╭─ SUPPLIED RECORDS

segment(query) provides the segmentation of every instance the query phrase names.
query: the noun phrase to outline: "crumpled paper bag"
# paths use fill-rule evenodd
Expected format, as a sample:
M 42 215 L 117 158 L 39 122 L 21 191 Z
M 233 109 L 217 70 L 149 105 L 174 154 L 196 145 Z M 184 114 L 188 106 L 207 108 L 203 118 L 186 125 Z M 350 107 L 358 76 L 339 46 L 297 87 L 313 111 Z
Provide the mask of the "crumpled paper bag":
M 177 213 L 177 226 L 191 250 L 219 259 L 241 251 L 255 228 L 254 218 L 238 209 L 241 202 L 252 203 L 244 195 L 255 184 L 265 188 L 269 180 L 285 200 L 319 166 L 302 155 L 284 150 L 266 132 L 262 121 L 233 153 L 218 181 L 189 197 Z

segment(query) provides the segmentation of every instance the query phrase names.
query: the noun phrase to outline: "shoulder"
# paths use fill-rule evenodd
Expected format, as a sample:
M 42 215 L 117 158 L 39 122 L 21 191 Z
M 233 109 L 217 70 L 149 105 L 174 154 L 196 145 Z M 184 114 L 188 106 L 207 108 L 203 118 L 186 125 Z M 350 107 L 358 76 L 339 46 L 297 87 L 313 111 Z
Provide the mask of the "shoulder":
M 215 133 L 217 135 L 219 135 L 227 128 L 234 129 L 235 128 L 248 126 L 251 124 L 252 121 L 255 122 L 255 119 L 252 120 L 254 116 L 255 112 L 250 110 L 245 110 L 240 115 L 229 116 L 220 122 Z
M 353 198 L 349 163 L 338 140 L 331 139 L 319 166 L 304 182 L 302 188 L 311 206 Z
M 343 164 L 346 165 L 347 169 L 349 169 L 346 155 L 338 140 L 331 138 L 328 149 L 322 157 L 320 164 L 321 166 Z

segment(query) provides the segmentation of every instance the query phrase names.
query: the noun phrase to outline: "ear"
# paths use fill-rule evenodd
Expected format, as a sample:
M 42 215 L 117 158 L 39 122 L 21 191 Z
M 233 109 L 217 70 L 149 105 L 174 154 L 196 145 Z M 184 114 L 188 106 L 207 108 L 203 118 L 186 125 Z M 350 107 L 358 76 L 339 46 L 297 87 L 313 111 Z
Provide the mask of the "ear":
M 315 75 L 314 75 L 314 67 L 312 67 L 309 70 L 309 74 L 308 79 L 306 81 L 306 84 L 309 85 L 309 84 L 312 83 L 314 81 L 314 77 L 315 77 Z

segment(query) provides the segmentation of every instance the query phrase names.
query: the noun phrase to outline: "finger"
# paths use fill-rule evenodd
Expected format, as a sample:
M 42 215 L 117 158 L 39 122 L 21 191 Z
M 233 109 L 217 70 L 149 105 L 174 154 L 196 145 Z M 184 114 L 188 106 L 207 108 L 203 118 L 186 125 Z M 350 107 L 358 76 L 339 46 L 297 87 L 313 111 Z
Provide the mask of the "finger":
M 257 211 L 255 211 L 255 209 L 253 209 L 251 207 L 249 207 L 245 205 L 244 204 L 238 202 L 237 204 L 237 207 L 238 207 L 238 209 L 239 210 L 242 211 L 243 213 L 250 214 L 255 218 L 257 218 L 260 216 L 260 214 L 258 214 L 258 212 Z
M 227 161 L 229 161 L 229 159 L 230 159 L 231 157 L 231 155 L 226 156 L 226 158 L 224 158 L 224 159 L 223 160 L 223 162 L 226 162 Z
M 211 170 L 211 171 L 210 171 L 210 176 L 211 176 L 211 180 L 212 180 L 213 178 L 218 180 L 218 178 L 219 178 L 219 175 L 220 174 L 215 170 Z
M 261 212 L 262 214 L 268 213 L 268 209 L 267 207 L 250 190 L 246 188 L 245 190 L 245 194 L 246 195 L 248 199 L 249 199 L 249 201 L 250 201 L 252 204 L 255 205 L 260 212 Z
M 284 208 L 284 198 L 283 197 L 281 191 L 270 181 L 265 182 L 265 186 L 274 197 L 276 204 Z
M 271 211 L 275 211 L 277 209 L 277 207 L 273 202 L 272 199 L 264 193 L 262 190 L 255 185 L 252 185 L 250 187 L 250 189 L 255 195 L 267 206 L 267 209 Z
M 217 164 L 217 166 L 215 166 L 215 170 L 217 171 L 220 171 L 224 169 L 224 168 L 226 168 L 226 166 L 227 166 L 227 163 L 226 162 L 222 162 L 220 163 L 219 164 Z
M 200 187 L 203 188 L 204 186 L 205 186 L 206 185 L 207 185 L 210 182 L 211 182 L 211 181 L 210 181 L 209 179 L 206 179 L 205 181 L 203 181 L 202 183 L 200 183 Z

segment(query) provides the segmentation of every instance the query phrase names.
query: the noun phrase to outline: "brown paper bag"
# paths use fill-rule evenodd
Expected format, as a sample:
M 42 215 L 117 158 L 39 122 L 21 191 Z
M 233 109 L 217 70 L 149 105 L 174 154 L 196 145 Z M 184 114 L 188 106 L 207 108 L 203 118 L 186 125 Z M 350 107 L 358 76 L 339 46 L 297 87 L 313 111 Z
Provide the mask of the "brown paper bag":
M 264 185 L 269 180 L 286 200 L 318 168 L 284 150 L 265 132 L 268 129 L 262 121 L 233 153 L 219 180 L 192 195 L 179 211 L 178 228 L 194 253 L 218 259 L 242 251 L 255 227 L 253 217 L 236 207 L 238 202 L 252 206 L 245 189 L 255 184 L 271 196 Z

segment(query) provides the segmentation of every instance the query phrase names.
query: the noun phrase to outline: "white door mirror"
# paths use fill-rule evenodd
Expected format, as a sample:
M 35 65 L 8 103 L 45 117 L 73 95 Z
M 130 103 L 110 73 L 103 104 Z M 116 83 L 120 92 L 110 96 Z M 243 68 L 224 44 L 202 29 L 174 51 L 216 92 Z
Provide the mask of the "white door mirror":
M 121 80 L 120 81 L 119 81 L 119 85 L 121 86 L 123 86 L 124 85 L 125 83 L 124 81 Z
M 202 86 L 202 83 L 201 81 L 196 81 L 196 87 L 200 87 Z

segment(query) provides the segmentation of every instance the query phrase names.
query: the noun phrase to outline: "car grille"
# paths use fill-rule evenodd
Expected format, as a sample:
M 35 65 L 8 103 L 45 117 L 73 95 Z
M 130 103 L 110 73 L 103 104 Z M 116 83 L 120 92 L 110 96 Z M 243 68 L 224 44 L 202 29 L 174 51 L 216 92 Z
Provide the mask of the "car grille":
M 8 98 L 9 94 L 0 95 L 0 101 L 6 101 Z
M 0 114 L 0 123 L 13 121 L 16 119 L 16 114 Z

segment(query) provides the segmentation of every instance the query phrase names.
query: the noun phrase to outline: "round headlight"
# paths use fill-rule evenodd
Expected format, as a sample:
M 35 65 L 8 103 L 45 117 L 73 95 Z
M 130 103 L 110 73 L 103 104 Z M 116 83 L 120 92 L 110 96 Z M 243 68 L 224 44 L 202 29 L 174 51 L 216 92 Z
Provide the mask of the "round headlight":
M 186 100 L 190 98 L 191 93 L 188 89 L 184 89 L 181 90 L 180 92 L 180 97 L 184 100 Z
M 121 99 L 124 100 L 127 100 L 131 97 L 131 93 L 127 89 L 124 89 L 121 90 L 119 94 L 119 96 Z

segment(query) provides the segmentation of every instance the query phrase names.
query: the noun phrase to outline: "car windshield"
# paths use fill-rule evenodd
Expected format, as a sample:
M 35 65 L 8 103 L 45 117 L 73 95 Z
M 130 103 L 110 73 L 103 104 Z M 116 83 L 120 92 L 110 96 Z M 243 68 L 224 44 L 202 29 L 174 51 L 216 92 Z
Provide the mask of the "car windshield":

╰─
╭─ SUPPLIED RECORDS

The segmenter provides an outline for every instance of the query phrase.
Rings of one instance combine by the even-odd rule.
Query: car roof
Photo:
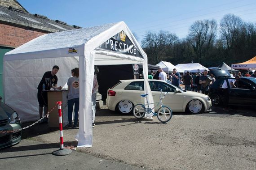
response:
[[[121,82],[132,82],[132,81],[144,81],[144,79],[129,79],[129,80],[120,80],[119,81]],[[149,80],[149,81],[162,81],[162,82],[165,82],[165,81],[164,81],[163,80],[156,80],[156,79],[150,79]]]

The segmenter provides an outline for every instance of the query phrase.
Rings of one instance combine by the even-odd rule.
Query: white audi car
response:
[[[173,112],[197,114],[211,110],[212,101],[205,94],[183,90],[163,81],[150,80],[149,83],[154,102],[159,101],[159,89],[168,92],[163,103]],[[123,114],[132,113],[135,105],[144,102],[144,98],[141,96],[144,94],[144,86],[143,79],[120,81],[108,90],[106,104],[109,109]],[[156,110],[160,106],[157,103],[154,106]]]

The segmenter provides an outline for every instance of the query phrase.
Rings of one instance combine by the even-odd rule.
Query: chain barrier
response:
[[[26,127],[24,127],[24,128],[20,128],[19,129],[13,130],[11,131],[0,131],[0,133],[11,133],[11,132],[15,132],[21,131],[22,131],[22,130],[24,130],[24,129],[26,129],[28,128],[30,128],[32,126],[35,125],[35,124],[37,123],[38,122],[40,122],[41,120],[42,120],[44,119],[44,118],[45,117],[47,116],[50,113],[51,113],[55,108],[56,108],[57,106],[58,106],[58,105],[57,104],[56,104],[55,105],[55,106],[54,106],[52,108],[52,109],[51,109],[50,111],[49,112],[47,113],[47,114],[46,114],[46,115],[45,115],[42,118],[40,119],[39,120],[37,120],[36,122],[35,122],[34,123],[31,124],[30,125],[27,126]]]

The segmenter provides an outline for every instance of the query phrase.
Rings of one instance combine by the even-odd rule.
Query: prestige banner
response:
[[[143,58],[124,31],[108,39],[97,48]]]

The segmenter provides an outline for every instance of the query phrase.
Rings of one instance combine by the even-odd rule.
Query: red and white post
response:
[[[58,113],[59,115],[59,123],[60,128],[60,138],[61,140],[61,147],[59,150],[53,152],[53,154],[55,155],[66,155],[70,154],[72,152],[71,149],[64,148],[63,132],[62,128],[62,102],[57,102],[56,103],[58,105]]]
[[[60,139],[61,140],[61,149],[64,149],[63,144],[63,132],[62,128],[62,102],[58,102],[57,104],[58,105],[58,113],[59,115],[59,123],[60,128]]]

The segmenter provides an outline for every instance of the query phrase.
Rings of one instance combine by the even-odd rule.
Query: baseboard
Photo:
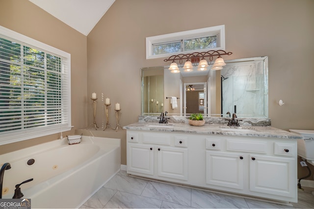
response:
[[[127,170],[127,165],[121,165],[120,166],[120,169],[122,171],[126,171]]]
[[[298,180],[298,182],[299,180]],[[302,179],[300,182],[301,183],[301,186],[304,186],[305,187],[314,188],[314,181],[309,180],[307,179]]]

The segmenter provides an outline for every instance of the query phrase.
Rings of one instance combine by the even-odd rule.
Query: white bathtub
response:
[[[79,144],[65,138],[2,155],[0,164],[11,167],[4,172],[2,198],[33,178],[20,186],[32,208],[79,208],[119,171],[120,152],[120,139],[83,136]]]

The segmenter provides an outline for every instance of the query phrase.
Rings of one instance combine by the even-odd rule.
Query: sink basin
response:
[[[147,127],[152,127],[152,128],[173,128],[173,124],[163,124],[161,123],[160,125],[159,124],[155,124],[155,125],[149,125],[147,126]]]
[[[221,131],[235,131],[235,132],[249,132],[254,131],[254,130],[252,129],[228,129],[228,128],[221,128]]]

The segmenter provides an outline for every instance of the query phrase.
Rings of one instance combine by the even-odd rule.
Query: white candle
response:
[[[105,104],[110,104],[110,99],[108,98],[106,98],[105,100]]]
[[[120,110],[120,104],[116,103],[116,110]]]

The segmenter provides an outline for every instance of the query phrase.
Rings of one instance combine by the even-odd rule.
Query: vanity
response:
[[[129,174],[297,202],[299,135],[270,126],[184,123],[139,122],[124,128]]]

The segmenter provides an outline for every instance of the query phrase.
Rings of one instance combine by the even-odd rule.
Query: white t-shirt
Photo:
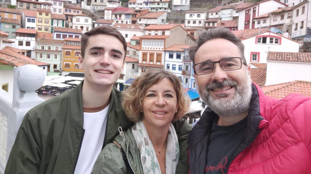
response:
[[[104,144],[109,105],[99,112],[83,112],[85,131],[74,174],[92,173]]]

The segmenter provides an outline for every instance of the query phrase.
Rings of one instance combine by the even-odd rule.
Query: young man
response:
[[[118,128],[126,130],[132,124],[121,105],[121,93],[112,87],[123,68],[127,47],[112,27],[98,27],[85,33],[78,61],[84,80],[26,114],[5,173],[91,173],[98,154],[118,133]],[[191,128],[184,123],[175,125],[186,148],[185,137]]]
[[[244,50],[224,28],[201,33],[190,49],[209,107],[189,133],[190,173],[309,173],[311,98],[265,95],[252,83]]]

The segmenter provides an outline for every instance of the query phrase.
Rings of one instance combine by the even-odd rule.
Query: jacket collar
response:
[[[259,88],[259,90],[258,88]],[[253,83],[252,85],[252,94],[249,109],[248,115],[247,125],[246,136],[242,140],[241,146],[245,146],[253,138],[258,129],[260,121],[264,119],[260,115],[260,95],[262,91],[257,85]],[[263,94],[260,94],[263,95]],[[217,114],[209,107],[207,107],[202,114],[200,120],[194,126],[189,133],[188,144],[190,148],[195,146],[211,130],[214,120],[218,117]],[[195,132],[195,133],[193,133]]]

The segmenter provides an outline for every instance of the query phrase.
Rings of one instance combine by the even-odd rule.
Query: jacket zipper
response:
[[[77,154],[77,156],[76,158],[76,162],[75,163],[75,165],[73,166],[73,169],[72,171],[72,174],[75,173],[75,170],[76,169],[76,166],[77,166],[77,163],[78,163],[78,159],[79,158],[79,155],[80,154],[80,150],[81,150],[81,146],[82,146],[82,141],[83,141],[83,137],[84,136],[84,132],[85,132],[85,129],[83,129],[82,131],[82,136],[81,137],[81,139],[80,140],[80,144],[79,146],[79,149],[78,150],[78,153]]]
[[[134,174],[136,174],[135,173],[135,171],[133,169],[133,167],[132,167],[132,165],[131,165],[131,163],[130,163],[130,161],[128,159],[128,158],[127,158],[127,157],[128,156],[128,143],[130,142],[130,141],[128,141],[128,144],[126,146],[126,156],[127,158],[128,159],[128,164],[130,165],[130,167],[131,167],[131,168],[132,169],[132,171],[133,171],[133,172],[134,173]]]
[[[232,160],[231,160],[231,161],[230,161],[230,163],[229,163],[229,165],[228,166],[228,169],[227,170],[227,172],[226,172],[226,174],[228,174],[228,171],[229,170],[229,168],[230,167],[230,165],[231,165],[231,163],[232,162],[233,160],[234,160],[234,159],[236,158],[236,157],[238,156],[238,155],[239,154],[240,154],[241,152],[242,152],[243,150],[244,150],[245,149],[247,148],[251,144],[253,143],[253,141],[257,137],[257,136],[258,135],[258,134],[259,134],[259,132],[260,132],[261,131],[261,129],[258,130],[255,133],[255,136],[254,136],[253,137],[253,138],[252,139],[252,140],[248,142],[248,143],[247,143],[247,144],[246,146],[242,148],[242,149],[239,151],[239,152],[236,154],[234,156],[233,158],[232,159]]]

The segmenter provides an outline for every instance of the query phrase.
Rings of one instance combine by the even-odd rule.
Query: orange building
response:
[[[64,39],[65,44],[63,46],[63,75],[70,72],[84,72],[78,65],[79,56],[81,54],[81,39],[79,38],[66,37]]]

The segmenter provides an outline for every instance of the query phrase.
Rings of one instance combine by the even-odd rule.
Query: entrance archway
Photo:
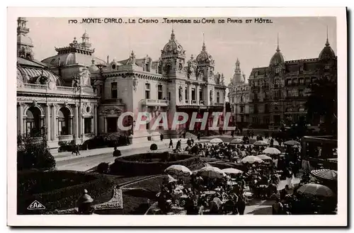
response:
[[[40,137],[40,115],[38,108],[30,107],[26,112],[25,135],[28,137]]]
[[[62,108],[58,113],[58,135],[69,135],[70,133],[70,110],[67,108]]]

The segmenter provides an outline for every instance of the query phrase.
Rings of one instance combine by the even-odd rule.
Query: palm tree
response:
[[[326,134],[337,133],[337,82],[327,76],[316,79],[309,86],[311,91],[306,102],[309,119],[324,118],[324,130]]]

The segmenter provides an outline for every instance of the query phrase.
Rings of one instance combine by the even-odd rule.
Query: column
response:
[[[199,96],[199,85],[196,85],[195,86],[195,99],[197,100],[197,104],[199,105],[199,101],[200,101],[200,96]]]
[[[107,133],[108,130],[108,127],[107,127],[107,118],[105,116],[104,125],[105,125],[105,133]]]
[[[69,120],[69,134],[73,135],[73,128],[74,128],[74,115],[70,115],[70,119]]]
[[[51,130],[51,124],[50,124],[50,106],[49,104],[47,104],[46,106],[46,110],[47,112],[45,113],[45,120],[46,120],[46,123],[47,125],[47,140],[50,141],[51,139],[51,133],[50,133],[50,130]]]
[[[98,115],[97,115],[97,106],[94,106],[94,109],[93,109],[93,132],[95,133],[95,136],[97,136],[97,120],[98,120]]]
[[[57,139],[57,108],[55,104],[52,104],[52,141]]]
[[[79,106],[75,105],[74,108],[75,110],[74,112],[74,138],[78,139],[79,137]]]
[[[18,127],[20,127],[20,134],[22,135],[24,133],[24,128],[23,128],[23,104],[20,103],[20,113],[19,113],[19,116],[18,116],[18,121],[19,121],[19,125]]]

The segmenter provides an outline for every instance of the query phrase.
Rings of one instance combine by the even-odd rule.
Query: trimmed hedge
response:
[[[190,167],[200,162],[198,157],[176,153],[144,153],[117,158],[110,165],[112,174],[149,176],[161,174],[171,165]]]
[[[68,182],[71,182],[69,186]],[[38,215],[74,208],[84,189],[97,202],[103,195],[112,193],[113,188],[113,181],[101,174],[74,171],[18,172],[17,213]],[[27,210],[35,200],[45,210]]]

╰─

* GIVEN PROBLEM
How many lines in the items above contain the word "crumpled"? Case counts, so match capital and lowercase letters exactly, and reply with the number alone.

* TASK RESPONSE
2